What is expected -
In the season summary, retype everything from "The survivalists are" down to "Gary, and Trent." with no changes.

Season 4 was filmed in the basin of Selati River in South Africa in October and November 2017. It first aired on April 29, 2018. The season's theme is All Stars.

==== Participants ====

| Survivalist | Prior Challenge(s) | Initial PSR | Notes |
|---|---|---|---|
| Dustin "Duck" Campbell | S8 - Belize | 7.1 | Tapped out due to personal choice - Misses his kids. Episode 3 - Day 7 |
| Kaila Cummings | S7 - Colombia | 7.4 |  |
| Sarah Danser | S8 - Bahamas | 8.3 |  |
| Clarence Gilmer II | S6 - Honduras XL2 - South Africa | 7.9 | Tapped out due to the sting of scorpion bite and high blood pressure. Episode 2 - Day 6 |
| Gary Golding | S9 - Brazil | 7.0 |  |
| Lacey Jones | S7 - Belize XL3 - Ecuador | 8.2 | Tapped out due to burned hand and bad headspace. Episode 6 - Day 25 |
| Lindsey Leitelt | S3 - Namibia | 7.1 |  |
| Shane Lewis | S1 - Costa Rica XL1 - Colombia | 8.4 |  |
| Jeremy McCaa | S5 - Philippines S7 - Louisiana | 8.2 | Tapped out due to illness. Episode 3 - Day 8 |
| Melissa Miller | S7 - Ecuador | 7.7 |  |
| Trent Nielsen | S5 - Belize | 8.2 |  |
| Melanie Rauscher | S7 - Louisiana | 8.2 | Tapped out due to bad sunburn and depletion. Episode 5 - Day 13 |
| Matt Wright | S6 - Thailand XL3 - Ecuador | 8.7 |  |

The survivalists are divided into 4 teams of 3, along with one survivalist who wants to complete the challenge alone, broken up into 5 locations:
- Shosho Ravine: Jeremy, Gary, and Trent.
- Noja Cliffs: Melissa, Kaila and Lindsey.
- Makubu Gorge: Lacey, Shane and Clarence.
- Pitsi Flats: Sarah, Duck and Melanie.
- Kolobe Plains: Matt.

==== Episodes ====

| No. overall | No. in season | Title | Original release date | Prod. code | US viewers (millions) |
|---|---|---|---|---|---|
| 32 | 1 | "Special: All-Stars: Enter The Kill Zone" | April 29, 2018 | 401 | 1.41 |
| 33 | 2 | "All-Stars: Hunted Humans" | May 6, 2018 | 402 | 1.69 |
| 34 | 3 | "All-Stars: Africa Strikes First" | May 13, 2018 | 403 | 1.52 |
| 35 | 4 | "All-Stars: Africa Strikes Twice" | May 20, 2018 | 404 | 1.42 |
| 36 | 5 | "All-Stars: To Hail And Back" | May 27, 2018 | 405 | 1.34 |
| 37 | 6 | "All-Stars: Dead Weight" | June 3, 2018 | 406 | 1.50 |
| 38 | 7 | "All-Stars: Burn Notice" | June 10, 2018 | 407 | 1.68 |
| 39 | 8 | "Special: All-Stars: Savage Journey" | June 17, 2018 | 408 | 1.44 |
| 40 | 9 | "All-Stars: Survivalists Vs. Predator" | June 17, 2018 | 409 | 1.68 |
| 41 | 10 | "All-Stars: Feeding Frenzy" | June 24, 2018 | 410 | 1.83 |
| 42 | 11 | "Special: All-Stars: Top Ten Tap Outs" | July 1, 2018 | 411 | N/A |
| 43 | 12 | "All-Stars: Fight To The Finish" | July 1, 2018 | 412 | 1.74 |
| 44 | 13 | "Special: All-Stars: The Lion's Den" | July 8, 2018 | 413 | N/A |

====Results====
Lacey Jones, Clarence Gilmer II, Dustin Campbell, Melanie Rauscher and Jeremy McCaa all tapped out because of medical issues or personal choice. Matt Wright completed his solo quest, reuniting with the other survivalists on Day 24.

Entries provided -
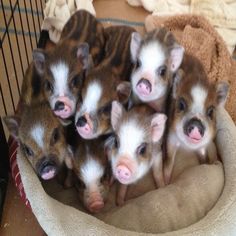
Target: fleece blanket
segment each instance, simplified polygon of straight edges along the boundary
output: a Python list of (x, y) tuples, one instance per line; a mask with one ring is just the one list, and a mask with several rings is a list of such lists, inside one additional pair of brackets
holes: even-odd
[(190, 167), (168, 187), (114, 208), (107, 223), (50, 197), (20, 153), (17, 162), (32, 211), (48, 235), (235, 235), (236, 127), (223, 108), (216, 142), (224, 174), (219, 162)]
[(132, 6), (143, 6), (153, 15), (197, 14), (207, 18), (223, 37), (230, 53), (236, 45), (235, 0), (126, 0)]
[(236, 122), (236, 61), (230, 56), (221, 36), (203, 16), (197, 15), (150, 15), (145, 20), (147, 31), (160, 26), (170, 29), (185, 51), (202, 62), (210, 81), (226, 80), (230, 83), (226, 108)]

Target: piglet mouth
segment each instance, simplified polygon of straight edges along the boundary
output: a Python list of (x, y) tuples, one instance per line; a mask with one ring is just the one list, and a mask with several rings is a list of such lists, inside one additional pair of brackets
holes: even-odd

Reply to the task -
The survivalists are divided into 4 teams of 3, along with one survivalist who wants to complete the challenge alone, broken up into 5 locations:
- Shosho Ravine: Jeremy, Gary, and Trent.